Fonte:
⁂
DIONISIO o Dionigi di Alicarnasso

Enciclopedia Italiana (1931)

DIONISIO o Dionigi (Διονύσιος, Dionysius) di Alicarnasso

Plinio Fraccaro

Storico e retore greco del secolo di Augusto. Della sua vita abbiamo poche notizie sicure, riferiteci da lui stesso: che era figlio di un tale di nome Alessandro; che venne a Roma appena terminata la guerra civile tra Ottaviano e Antonio e cioè dopo la battaglia di Azio, nel 30 a. C.; che in Roma rimase almeno ventidue anni, nei quali apprese la lingua latina, preparò e compose la Storia antica di Roma: la quale, finita l'8, fu pubblicata o l'8 o il 7 a. C. (cfr. Ant. Rom., I, 7). Quando nacque non sappiamo: possiamo congetturare, all'incirca, verso il 60. E nemmeno quando morì: ma poiché di una sua attività letteraria posteriore al 7 non abbiamo notizie, se non che compose un estratto della sua storia medesima, oggi perduto, e si sa anche che fu di salute cagionevole; è probabile che dopo il 7 sia vissuto poco tempo, e che dunque sia morto poco più che cinquantenne. Pertanto, il massimo della sua attività si svolse negli anni che egli fu a Roma: dove, oltre la storia antica, compose contemporaneamente le altre sue opere di retorica e critica letteraria. E la sua vita fu una vita di letterato, esclusivamente dedicata agli studî e all'insegnamento. Che egli avesse una vera e propria scuola pubblica non pare: ebbe scolari privati, a taluno dei quali dedicò alcune delle opere retoriche che veniva pubblicando.

Opere retoriche. - Una determinazione cronologica delle opere retoriche di D. è stata più volte e variamente tentata; i resultati più probabili riguardano le relazioni cronologiche di questi scritti fra loro, le quali è possibile argomentare da richiami espliciti o impliciti. In questo senso, la loro serie può essere così costituita:

Lettera prima ad Ammeo (Πρὸς 'Αμμαῖον ἐπιστολή, Epistula ad Ammaeum I). - Un filosofo peripatetico aveva sostenuto che se Demostene era stato così grande oratore, i precetti della Retorica di Aristotele avevano educato il suo ingegno e formata la sua arte. D. vuol dimostrare che ciò è falso e dopo varie argomentazioni conclude che in genere non l'oratore deriva la sua arte dai precetti retorici, bensì derivano questi dallo studio degli oratori. Questo scritto fu e rimane un contributo notevole alla cronologia delle orazioni di Demostene e della vita di Aristotele. Fonte delle notizie storiche è Filocoro, di cui sono citati più luoghi; della vita di Aristotele la cronaca di Apollodoro. Chi fosse Ammeo non sappiamo; probabilmente un greco. A lui è dedicato anche lo scritto.
⁂
(Record di annotazione a punti)
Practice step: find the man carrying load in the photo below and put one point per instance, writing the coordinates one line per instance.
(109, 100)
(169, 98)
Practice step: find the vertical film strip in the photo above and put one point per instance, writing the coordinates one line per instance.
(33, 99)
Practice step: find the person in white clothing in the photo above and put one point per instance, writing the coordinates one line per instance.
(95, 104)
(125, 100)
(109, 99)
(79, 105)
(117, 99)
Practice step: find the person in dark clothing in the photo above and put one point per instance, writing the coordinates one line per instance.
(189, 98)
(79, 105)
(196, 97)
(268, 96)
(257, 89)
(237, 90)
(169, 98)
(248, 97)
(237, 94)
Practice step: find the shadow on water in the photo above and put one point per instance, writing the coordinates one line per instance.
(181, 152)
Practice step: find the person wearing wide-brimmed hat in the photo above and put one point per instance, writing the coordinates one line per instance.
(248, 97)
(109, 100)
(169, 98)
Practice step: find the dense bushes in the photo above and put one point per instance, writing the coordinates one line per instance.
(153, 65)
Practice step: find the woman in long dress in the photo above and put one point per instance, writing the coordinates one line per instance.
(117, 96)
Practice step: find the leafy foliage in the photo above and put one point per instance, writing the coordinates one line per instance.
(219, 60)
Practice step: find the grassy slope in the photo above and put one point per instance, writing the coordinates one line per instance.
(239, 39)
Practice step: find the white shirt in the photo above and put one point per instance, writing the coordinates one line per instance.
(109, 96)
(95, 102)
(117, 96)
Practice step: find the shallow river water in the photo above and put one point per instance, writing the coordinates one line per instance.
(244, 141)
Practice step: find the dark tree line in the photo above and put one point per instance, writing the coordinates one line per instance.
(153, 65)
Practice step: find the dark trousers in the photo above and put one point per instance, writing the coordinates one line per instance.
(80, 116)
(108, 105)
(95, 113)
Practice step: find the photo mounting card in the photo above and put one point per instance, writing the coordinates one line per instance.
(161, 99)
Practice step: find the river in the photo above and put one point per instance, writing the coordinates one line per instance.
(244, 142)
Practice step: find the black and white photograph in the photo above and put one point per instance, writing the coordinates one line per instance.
⁂
Esercizio proposto: Dalla voce su Dionisio di Alicarnasso, riporta senza alcuna modifica il brano che va da "Lettera prima ad" fino a "anche lo scritto.".

Risposta:
Lettera prima ad Ammeo (Πρὸς 'Αμμαῖον ἐπιστολή, Epistula ad Ammaeum I). - Un filosofo peripatetico aveva sostenuto che se Demostene era stato così grande oratore, i precetti della Retorica di Aristotele avevano educato il suo ingegno e formata la sua arte. D. vuol dimostrare che ciò è falso e dopo varie argomentazioni conclude che in genere non l'oratore deriva la sua arte dai precetti retorici, bensì derivano questi dallo studio degli oratori. Questo scritto fu e rimane un contributo notevole alla cronologia delle orazioni di Demostene e della vita di Aristotele. Fonte delle notizie storiche è Filocoro, di cui sono citati più luoghi; della vita di Aristotele la cronaca di Apollodoro. Chi fosse Ammeo non sappiamo; probabilmente un greco. A lui è dedicato anche lo scritto.